*Haidar Alwi: KPK dan Kejaksaan, Mengapa Angka Korupsinya Berbeda? Audit Resmi vs Tafsir.*
Korupsi di Indonesia hampir selalu dibicarakan melalui angka. Semakin besar nilainya, semakin besar pula kemarahan publik yang menyertainya. Namun negara hukum tidak pernah menilai kebenaran dari besarnya kemarahan, melainkan dari ketepatan cara menemukan fakta. Di titik inilah persoalan sesungguhnya bermula. Ketika angka dijadikan pusat perhatian, publik kerap lupa bertanya dari mana angka itu berasal dan dengan metode apa ia ditetapkan.
Perbedaan angka kerugian negara antara Komisi Pemberantasan Korupsi dan Kejaksaan Agung bukan sekadar perbedaan gaya komunikasi atau keberanian penindakan. Ia adalah perbedaan cara negara memaknai kebenaran hukum. Tanpa pemahaman ini, masyarakat mudah terjebak pada ilusi bahwa angka besar selalu identik dengan keadilan.
Menurut Ir. R. Haidar Alwi, MT, Presiden Haidar Alwi Care dan Haidar Alwi Institute, serta Dewan Pembina Ikatan Alumni Institut Teknologi Bandung (ITB), perdebatan tentang angka korupsi harus diletakkan dalam disiplin berpikir yang jernih. Kritik terhadap metode penegakan hukum tidak dimaksudkan untuk melemahkan institusi, melainkan untuk menguatkan keadilan agar tidak runtuh oleh kesalahan metodologisnya sendiri.
*“Kerugian negara adalah fakta fiskal yang tidak boleh lahir dari keberanian berbicara, melainkan dari kesediaan tunduk pada metode audit yang sah, teruji, dan dapat dipertanggungjawabkan di hadapan hukum,”* ujar Haidar Alwi.
*Kerugian Negara sebagai Fakta Konstitusional.*
Dalam negara hukum, kerugian negara bukan wilayah tafsir bebas. Ia adalah fakta keuangan yang harus diverifikasi melalui mekanisme audit resmi. Karena itu, konstitusi menempatkan Badan Pemeriksa Keuangan sebagai lembaga yang berwenang memastikan apakah negara benar-benar dirugikan, berapa nilainya, dan di mana kesalahan itu terjadi. Audit bukan pelengkap administratif, melainkan fondasi kebenaran hukum.

* DATA:
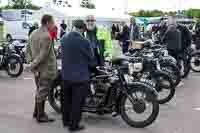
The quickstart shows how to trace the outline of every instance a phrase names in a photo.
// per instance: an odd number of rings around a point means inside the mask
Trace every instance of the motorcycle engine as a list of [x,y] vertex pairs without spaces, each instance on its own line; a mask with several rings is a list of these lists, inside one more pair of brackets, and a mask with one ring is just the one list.
[[105,103],[108,90],[111,87],[105,80],[95,80],[90,83],[90,95],[86,99],[86,106],[99,107]]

* TUJUAN TUGAS:
- 1) Dalam teks tentang perbedaan angka korupsi KPK dan Kejaksaan, lembaga apa yang ditempatkan konstitusi sebagai pihak yang berwenang memastikan apakah negara benar-benar dirugikan?
- 2) Tolong lanjutkan teks tentang perbedaan angka korupsi KPK dan Kejaksaan, dimulai setelah kalimat terakhirnya.
Baris-baris data di atas tidak diperlukan.

* DAFTAR JAWABAN:
- 1) Badan Pemeriksa Keuangan.

- 2)
Ketika audit dijadikan dasar, angka yang muncul mungkin tidak spektakuler, tetapi ia kokoh dan siap diuji di pengadilan. Sebaliknya, ketika audit dilewati dan tafsir penyidik didahulukan, angka memang dapat membesar dengan cepat, namun kehilangan legitimasi. Negara terlihat tegas di ruang publik, tetapi rapuh ketika berhadapan dengan uji pembuktian.
*“Hukum yang kuat bukan hukum yang paling cepat mengumumkan angka, melainkan hukum yang paling siap mempertanggungjawabkan setiap rupiah yang disebut sebagai kerugian negara,”* tegas Haidar Alwi.
*KPK: Presisi yang Menjaga Martabat Hukum.*
Pendekatan KPK berangkat dari kesadaran bahwa tidak semua korupsi bekerja di wilayah angka besar. Banyak korupsi justru terjadi pada level kebijakan, pengaruh kekuasaan, dan jual beli jabatan. Nilainya tidak selalu triliunan, tetapi dampaknya sistemik dan panjang. Karena itu, KPK memilih menunggu audit resmi sebelum menetapkan kerugian negara.
Pendekatan ini kerap disalahpahami sebagai kelemahan. Padahal, di situlah kehati-hatian negara diuji. Dengan menunggu audit, KPK memastikan bahwa setiap angka yang diumumkan bukan asumsi, melainkan fakta yang dapat diuji secara hukum. Prosesnya memang lebih lambat, tetapi risiko perkara runtuh di persidangan jauh lebih kecil.
*“Presisi dalam penegakan hukum adalah bentuk keberanian intelektual, karena ia menolak sensasi demi menjaga kepastian dan martabat keadilan,”* kata Haidar Alwi.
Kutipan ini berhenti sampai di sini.